REQUIRED TASK: Print verbatim the lines of the entries from the one containing "point: crab's left" to the last, inclusive, and no others.

(Items listed in a dataset)
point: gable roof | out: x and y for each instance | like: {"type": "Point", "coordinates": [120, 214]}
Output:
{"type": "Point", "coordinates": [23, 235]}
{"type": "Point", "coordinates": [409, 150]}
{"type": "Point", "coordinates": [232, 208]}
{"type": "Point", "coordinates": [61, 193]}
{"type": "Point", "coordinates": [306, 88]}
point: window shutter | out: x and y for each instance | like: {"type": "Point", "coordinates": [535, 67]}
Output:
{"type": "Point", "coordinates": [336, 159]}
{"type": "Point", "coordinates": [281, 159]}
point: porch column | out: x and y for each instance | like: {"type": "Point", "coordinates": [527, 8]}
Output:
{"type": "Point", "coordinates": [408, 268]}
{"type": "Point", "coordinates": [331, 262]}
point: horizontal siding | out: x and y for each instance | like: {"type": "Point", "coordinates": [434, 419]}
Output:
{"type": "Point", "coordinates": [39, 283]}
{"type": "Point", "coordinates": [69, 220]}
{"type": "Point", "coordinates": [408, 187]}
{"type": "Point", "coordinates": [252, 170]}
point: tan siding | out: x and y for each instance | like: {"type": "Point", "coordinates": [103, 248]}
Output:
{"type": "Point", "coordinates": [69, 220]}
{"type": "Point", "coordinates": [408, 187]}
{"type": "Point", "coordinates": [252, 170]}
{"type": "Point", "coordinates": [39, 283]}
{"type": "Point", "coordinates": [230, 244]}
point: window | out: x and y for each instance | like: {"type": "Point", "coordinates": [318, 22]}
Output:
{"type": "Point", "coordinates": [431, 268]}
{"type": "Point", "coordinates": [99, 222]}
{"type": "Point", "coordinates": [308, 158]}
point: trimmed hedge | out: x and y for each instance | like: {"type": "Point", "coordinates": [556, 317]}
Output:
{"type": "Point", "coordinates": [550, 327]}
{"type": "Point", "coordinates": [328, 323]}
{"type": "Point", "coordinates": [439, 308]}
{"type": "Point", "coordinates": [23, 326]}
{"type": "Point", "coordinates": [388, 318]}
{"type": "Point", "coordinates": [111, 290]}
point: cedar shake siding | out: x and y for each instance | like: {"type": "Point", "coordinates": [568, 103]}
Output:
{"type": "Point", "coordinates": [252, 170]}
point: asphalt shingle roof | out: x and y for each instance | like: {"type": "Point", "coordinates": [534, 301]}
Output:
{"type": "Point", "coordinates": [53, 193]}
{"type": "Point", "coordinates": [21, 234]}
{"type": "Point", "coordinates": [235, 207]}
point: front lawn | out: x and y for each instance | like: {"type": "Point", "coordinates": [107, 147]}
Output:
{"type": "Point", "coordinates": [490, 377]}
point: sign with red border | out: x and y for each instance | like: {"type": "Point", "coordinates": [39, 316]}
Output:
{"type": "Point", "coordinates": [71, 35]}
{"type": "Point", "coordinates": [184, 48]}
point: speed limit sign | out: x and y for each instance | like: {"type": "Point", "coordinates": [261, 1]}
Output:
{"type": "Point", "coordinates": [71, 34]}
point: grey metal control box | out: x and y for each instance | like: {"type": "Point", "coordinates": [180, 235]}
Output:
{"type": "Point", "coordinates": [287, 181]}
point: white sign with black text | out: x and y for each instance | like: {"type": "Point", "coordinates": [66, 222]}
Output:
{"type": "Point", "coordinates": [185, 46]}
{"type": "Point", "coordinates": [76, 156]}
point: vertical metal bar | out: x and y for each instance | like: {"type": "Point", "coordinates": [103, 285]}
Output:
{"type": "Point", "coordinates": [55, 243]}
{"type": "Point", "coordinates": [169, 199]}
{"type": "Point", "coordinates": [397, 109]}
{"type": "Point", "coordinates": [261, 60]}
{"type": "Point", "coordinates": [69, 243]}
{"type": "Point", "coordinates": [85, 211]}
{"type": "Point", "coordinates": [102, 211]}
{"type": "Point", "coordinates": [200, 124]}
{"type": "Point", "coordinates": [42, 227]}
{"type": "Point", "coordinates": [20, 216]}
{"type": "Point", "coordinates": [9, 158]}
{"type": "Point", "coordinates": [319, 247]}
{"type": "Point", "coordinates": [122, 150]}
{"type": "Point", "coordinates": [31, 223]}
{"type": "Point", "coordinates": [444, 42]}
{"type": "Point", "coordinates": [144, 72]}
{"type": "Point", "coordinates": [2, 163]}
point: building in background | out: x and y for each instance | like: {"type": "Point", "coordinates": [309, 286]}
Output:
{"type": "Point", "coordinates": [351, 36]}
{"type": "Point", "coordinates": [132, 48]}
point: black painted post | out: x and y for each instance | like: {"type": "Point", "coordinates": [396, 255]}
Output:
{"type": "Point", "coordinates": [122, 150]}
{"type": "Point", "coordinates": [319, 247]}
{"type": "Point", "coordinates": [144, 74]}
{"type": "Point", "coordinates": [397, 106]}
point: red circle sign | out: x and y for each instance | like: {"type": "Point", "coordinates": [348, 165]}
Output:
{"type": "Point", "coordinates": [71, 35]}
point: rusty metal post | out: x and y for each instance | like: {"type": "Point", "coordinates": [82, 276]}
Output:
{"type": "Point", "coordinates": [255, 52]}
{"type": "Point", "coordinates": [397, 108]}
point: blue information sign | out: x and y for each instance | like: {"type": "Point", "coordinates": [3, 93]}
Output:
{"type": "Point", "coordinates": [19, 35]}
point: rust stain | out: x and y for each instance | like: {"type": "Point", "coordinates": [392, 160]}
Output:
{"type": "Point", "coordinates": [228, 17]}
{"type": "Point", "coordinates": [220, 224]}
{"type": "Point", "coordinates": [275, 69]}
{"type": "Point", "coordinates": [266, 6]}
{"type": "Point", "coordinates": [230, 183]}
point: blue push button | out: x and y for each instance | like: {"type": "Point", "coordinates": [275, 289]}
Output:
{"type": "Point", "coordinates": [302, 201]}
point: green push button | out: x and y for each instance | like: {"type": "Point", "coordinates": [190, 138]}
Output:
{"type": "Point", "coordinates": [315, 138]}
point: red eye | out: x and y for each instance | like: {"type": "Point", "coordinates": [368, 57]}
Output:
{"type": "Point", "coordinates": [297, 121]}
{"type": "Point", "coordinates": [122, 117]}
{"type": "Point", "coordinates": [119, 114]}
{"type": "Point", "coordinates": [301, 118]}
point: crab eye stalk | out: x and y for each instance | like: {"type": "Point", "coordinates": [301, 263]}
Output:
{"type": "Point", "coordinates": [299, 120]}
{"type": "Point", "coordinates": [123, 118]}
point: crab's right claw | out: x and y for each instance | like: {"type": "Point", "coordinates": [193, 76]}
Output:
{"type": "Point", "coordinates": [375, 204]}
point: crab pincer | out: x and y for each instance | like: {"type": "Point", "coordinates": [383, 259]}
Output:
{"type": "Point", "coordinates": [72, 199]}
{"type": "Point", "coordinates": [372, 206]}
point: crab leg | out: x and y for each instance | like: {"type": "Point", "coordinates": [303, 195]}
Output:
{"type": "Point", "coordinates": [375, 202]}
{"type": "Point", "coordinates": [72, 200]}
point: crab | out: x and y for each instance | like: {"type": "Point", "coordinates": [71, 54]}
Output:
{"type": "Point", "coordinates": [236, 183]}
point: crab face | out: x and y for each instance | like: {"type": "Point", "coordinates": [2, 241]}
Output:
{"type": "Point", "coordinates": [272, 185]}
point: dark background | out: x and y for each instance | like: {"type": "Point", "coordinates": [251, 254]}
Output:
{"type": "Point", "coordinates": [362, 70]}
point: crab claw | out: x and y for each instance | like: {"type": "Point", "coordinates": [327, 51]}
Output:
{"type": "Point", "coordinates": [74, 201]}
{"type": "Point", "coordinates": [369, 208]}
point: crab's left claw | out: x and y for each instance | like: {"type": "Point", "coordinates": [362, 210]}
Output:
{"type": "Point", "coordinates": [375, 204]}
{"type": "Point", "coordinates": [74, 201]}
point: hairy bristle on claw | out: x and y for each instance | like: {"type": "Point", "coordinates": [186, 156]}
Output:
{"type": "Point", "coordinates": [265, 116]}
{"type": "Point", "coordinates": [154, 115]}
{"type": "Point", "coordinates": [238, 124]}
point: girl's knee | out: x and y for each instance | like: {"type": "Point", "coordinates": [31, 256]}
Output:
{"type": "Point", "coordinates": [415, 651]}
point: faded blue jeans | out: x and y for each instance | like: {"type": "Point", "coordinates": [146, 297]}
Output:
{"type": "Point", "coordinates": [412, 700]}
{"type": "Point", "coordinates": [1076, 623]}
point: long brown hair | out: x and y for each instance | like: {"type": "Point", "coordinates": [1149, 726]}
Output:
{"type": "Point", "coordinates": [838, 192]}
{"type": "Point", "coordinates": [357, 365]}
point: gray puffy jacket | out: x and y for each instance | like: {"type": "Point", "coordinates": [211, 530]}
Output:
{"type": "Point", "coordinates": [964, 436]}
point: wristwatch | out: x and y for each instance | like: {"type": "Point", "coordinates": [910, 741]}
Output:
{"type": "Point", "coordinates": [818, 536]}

THE REPLY:
point: crab's left claw | out: x and y for each instance | like: {"type": "Point", "coordinates": [362, 210]}
Output:
{"type": "Point", "coordinates": [375, 204]}
{"type": "Point", "coordinates": [74, 201]}
point: hairy bristle on claw | out: x and y for each instance | like: {"type": "Point", "coordinates": [186, 156]}
Output:
{"type": "Point", "coordinates": [265, 116]}
{"type": "Point", "coordinates": [154, 115]}
{"type": "Point", "coordinates": [238, 124]}
point: girl's knee | out: x and y for each instance | like: {"type": "Point", "coordinates": [31, 256]}
Output:
{"type": "Point", "coordinates": [415, 651]}
point: faded blue jeans | out: x and y for each instance | like: {"type": "Point", "coordinates": [146, 297]}
Output:
{"type": "Point", "coordinates": [412, 700]}
{"type": "Point", "coordinates": [1076, 623]}
point: long brown hair | out: x and y for each instance | like: {"type": "Point", "coordinates": [1149, 726]}
Output:
{"type": "Point", "coordinates": [838, 192]}
{"type": "Point", "coordinates": [357, 365]}
point: gray puffy jacket | out: x and y for each instance | like: {"type": "Point", "coordinates": [211, 530]}
Output:
{"type": "Point", "coordinates": [964, 436]}
point: wristwatch | out: x and y for each instance | like: {"type": "Point", "coordinates": [910, 741]}
Output:
{"type": "Point", "coordinates": [818, 536]}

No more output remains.